**EXERCISE:** Please format the material below as a numbered list with one line per item, leaving out blank lines.

-- begin --

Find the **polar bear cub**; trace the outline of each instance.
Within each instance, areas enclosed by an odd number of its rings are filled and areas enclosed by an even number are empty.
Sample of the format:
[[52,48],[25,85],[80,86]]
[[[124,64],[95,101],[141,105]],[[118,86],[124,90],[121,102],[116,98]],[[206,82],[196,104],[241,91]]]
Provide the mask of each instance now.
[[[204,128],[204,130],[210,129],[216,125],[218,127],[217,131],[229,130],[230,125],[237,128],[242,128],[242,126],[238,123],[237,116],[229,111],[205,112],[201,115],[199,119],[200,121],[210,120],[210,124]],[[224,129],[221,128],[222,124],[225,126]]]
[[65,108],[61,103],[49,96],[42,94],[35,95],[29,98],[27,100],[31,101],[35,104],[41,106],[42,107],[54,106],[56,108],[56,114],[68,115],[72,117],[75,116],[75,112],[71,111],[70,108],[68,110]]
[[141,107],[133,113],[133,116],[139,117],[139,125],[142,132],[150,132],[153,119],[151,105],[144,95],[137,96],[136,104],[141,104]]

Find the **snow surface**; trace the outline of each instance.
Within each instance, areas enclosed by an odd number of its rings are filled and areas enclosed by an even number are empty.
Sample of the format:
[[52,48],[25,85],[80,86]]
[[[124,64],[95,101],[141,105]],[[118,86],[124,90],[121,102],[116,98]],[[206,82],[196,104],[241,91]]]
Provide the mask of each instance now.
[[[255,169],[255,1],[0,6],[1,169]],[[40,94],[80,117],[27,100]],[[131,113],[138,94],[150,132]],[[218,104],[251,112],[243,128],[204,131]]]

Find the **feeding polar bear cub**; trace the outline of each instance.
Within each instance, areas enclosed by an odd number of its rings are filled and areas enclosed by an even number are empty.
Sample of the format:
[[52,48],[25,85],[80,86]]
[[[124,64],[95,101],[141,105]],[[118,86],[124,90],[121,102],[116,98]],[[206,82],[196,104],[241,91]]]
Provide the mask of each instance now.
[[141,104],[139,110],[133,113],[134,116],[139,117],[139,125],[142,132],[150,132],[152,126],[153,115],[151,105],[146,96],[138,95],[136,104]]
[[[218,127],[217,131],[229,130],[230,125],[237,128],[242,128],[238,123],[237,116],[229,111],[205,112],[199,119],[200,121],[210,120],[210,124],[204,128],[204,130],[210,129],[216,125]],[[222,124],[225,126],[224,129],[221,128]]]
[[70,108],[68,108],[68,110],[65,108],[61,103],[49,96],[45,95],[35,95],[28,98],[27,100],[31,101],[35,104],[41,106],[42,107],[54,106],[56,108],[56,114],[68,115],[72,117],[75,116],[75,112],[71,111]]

-- end --

**FULL SOLUTION:**
1. Find the **polar bear cub**; trace the outline of each instance.
2. Within each instance, areas enclosed by an odd number of its rings are filled and areas enclosed by an even number are empty.
3. Sample of the format:
4. [[52,48],[25,85],[80,86]]
5. [[[124,64],[95,101],[141,105]],[[118,86],[124,90],[121,102],[116,98]],[[206,82],[196,104],[241,91]]]
6. Provide the mask of each instance now.
7. [[[204,128],[204,130],[210,129],[216,125],[218,127],[217,131],[229,130],[230,125],[237,128],[242,128],[242,126],[238,123],[237,116],[229,111],[205,112],[201,115],[199,119],[200,121],[210,120],[210,124]],[[224,129],[221,128],[222,124],[225,126]]]
8. [[65,108],[61,103],[49,96],[42,94],[35,95],[29,98],[27,100],[31,101],[35,104],[41,106],[42,107],[54,106],[56,108],[56,114],[68,115],[72,117],[75,116],[75,112],[71,111],[70,108],[68,110]]
9. [[141,107],[133,113],[133,116],[139,117],[139,125],[142,132],[150,132],[153,119],[151,105],[144,95],[137,96],[136,104],[141,104]]
10. Find the **snow surface**; trace the outline of each instance.
11. Within each instance, areas enclosed by an odd number of its rings are filled and areas enclosed by an even number are empty.
12. Sample of the format:
13. [[52,48],[25,85],[80,86]]
14. [[[124,64],[95,101],[141,105]],[[118,86],[124,90],[121,102],[116,98]],[[206,82],[196,104],[241,91]]]
15. Provide the mask of each instance now.
16. [[[255,169],[255,1],[0,6],[1,169]],[[40,94],[80,117],[27,100]],[[131,113],[138,94],[150,132]],[[218,104],[251,112],[243,128],[204,131]]]
17. Find the **feeding polar bear cub**; trace the outline of each instance.
18. Within each instance, areas enclosed by an odd number of its rings are filled and areas enclosed by an even number are empty.
19. Sample of the format:
20. [[52,48],[25,85],[80,86]]
21. [[[124,64],[95,101],[141,105]],[[118,86],[124,90],[121,102],[116,98]],[[206,82],[196,104],[241,91]]]
22. Provide the mask of each instance now.
23. [[141,104],[139,110],[133,113],[134,116],[139,117],[139,125],[142,132],[150,132],[152,126],[153,115],[151,105],[146,96],[138,95],[136,104]]
24. [[[218,127],[217,131],[229,130],[230,125],[237,128],[242,128],[238,123],[237,116],[229,111],[205,112],[199,119],[200,121],[210,120],[210,124],[204,128],[204,130],[210,129],[216,125]],[[222,124],[225,126],[224,129],[221,128]]]
25. [[70,108],[68,108],[68,110],[65,108],[61,103],[49,96],[45,95],[35,95],[28,98],[27,100],[31,101],[35,104],[41,106],[42,107],[54,106],[56,108],[56,114],[68,115],[72,117],[75,116],[75,112],[71,111]]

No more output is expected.